• Travail demandé
Recopiez sans rien changer le passage du texte sur l'État profond qui commence par « D’abord, l’État profond » et se poursuit jusqu'à « pour le faire. ».

• Extrait retenu
Donald Trump, je pense, a été élu parce que l’État profond et le Parti démocrate ont fait une terrible erreur et qu’ils ont été arrogants. Ils n’ont jamais cru que Hillary perdrait, mais une fois l’homme arrivé au pouvoir ils ont été efficaces en le détruisant fondamentalement en à peu près un mois.
Vous devez comprendre que l’État profond est plus que seulement la bureaucratie américaine. Pour utiliser une approche marxiste, l’État profond représente une classe sociale. L’État profond n’a pas de décor, de patron, de quartier général ni d’officiers qui mettent en œuvre des politiques spécifiques. Il y a de nombreux complots aux États-Unis, mais pas un complot unique. Ce qui existe à la place, c’est une collusion d’intérêts de classe. Ceux qui ont des intérêts de classe communs les défendent ensemble. L’État profond comprend, bien sûr, une grande partie de la bureaucratie, en particulier les services de renseignement et de sécurité, mais aussi la grande finance, les familles des politiciens influents et des lobbys spécifiques. Chaque élément de l’État profond pousse à une politique spécifique, mais comme des vecteurs en mathématique, il y a une somme vectorielle, à savoir la politique qui en résulte.
J’explique cela parce qu’il est important de comprendre que Donald Trump n’était pas considéré comme un ennemi seulement par la bureaucratie ; tout le système politique l’a considéré comme une menace parce qu’il a promis des choses horribles, par exemple, de mettre fin aux tensions avec la Russie, d’arrêter les guerres d’agression inutiles et de faire ce qu’il appelle « drainer le marécage », qui est un mot codé voulant dire se débarrasser de cet État profond. Il a promis d’unir les forces avec la Russie contre le terrorisme et c’est une autre chose que l’État profond ne peut pas tolérer.
D’abord, l’État profond a besoin d’une menace terroriste pour effrayer les Américains et leur faire accepter les lois anti-terroristes. L’État profond a aussi besoin du terrorisme pour diriger des terroristes contre l’ennemi de l’Empire et, enfin, l’État profond a besoin du terrorisme pour affaiblir la Russie et l’Europe. Donc les promesses de Donald Trump étaient très dangereuses et c’est pourquoi ils l’ont brisé très rapidement. Il leur a fallu environ un mois pour le faire.

• Lignes fournies
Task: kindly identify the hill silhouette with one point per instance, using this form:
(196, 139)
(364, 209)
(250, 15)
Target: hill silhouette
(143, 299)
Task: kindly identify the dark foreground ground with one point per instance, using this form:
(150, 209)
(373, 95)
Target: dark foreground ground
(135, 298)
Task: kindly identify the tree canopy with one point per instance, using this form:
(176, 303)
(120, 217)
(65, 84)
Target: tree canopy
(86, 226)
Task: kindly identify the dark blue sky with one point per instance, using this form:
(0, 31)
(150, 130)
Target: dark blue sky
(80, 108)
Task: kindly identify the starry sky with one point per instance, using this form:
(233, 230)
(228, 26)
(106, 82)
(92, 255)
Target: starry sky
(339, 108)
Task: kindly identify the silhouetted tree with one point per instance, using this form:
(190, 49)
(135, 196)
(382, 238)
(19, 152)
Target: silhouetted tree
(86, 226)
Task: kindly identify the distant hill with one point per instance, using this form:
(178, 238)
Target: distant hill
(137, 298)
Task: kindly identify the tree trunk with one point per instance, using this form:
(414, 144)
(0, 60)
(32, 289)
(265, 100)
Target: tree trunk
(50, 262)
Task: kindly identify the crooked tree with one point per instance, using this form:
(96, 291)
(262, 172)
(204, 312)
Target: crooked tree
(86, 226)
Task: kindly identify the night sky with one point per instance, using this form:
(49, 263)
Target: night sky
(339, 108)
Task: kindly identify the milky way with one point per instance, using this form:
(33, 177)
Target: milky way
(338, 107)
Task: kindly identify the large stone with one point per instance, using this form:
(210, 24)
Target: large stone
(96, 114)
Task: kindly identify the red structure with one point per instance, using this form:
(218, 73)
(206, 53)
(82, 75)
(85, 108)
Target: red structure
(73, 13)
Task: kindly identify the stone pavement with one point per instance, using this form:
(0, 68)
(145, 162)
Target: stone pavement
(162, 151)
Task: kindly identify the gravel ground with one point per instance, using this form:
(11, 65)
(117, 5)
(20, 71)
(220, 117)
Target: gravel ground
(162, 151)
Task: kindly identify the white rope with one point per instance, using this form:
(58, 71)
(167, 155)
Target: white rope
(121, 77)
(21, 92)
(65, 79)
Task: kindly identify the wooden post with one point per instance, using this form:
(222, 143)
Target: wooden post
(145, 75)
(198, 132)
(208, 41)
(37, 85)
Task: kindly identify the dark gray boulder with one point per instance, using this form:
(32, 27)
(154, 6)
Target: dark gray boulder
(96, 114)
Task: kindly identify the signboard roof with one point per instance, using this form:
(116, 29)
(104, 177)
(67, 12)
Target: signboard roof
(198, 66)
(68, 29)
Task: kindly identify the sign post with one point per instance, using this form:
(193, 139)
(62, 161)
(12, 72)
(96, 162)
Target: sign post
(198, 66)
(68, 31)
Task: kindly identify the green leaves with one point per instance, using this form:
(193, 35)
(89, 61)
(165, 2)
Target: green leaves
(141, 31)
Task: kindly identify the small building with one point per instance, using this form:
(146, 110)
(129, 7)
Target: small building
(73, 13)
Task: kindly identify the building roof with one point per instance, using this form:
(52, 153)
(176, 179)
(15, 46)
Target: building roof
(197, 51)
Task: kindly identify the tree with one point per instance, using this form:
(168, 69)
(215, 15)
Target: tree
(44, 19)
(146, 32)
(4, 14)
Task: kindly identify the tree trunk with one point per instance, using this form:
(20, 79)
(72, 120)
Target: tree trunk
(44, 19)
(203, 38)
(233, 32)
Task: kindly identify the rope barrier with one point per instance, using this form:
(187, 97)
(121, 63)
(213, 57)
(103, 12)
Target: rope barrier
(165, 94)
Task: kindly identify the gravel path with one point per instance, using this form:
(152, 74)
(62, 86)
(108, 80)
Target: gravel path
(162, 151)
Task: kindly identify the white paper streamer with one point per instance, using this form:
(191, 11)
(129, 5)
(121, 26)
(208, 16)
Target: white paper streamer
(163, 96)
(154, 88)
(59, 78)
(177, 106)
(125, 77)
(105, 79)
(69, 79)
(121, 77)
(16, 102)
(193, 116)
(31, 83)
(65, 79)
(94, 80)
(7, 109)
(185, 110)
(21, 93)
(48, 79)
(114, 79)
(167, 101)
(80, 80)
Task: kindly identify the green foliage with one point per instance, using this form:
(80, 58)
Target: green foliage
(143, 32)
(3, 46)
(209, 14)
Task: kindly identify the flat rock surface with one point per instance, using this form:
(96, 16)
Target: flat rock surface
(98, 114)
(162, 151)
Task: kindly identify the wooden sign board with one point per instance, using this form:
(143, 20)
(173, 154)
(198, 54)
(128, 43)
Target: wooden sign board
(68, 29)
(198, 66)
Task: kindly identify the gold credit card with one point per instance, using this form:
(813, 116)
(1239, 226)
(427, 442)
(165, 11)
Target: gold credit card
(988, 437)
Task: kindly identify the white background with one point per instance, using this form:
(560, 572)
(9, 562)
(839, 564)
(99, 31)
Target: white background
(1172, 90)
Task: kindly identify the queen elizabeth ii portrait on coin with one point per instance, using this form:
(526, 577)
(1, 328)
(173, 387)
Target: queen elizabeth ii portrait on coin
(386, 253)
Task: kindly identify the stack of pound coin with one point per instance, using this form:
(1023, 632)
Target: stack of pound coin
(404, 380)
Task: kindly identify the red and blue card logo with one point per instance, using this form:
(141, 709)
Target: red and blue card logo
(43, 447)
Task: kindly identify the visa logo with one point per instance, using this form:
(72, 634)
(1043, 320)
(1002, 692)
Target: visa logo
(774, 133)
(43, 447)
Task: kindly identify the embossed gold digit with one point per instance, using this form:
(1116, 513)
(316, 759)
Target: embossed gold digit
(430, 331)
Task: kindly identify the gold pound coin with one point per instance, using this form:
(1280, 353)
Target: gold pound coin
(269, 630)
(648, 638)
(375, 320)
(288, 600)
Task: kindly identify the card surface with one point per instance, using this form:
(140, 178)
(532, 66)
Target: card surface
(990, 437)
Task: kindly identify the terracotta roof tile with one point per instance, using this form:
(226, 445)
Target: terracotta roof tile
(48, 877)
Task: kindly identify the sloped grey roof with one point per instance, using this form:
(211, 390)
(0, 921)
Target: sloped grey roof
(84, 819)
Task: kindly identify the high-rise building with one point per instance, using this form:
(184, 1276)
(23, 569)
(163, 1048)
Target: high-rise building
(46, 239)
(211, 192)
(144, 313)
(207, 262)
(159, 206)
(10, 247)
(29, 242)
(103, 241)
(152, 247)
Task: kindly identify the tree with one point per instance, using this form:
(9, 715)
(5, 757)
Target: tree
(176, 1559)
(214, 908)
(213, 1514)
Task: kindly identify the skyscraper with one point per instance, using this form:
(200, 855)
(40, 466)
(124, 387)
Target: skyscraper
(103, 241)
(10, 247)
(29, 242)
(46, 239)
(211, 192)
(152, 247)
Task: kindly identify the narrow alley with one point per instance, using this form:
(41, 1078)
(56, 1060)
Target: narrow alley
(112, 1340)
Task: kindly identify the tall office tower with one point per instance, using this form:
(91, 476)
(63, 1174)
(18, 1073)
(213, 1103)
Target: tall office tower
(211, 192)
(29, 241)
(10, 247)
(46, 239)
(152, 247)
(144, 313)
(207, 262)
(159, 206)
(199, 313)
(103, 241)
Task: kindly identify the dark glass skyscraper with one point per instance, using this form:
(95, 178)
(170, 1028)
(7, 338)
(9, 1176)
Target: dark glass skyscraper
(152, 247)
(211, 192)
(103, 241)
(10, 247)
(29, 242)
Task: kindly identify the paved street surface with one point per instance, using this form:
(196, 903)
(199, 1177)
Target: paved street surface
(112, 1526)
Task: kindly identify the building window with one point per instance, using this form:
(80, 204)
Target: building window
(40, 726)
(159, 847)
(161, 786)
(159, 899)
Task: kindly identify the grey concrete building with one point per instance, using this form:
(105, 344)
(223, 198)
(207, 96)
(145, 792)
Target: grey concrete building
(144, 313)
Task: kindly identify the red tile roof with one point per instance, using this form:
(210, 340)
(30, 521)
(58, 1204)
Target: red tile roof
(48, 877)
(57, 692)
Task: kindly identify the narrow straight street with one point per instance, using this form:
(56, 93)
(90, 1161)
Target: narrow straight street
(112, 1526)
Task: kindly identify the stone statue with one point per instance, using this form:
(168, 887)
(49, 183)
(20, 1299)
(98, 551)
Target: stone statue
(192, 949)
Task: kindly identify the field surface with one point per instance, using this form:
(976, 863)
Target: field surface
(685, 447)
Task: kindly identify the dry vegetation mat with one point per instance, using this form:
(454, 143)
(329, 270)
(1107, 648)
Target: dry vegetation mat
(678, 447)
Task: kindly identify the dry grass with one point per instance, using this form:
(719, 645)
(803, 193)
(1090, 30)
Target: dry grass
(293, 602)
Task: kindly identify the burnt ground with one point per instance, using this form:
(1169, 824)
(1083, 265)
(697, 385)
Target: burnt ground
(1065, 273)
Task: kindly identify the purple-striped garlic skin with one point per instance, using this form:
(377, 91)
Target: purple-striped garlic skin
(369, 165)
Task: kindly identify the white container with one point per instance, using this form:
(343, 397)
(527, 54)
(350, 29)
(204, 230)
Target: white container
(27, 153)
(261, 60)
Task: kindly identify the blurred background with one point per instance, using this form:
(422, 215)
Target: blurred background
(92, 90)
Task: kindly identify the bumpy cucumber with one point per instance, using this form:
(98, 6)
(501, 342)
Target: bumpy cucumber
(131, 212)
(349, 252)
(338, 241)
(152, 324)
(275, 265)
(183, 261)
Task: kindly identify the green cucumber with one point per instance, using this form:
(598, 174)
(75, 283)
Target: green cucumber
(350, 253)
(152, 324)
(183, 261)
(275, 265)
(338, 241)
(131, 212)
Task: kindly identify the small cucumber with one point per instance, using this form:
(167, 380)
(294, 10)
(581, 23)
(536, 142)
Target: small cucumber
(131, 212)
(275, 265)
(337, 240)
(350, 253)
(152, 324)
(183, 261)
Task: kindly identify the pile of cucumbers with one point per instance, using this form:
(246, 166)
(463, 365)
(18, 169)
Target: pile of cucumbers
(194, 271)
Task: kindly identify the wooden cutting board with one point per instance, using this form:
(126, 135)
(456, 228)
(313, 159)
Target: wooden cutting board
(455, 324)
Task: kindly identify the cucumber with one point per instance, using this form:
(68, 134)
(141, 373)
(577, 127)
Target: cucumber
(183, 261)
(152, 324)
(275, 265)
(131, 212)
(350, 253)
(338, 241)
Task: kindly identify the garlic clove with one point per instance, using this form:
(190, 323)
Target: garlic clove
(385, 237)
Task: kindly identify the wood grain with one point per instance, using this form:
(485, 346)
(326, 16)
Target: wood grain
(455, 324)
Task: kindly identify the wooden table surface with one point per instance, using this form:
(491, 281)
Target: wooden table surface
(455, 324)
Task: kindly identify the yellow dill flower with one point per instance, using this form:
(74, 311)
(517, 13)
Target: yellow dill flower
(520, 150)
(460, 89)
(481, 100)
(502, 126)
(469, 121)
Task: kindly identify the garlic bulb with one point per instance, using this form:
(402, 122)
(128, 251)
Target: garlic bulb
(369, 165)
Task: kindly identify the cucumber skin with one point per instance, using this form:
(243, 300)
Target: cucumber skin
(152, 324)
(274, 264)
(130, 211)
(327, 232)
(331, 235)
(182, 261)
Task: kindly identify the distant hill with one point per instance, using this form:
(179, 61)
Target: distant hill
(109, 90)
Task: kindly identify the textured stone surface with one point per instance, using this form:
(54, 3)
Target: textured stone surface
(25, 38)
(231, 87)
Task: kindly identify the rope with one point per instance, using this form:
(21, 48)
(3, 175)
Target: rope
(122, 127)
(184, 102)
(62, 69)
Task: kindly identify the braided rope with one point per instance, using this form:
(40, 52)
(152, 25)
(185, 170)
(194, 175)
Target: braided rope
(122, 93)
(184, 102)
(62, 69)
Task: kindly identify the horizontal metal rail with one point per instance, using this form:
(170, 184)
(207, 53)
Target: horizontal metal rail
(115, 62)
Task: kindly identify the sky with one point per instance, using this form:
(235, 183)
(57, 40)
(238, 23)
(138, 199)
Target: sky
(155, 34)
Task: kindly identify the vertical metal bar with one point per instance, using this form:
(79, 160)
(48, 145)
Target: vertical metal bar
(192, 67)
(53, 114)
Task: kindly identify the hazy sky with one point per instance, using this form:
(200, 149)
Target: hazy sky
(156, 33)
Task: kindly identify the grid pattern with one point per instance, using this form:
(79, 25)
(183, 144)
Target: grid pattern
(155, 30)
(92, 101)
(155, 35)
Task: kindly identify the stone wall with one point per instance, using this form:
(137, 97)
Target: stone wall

• Résultat obtenu
D’abord, l’État profond a besoin d’une menace terroriste pour effrayer les Américains et leur faire accepter les lois anti-terroristes. L’État profond a aussi besoin du terrorisme pour diriger des terroristes contre l’ennemi de l’Empire et, enfin, l’État profond a besoin du terrorisme pour affaiblir la Russie et l’Europe. Donc les promesses de Donald Trump étaient très dangereuses et c’est pourquoi ils l’ont brisé très rapidement. Il leur a fallu environ un mois pour le faire.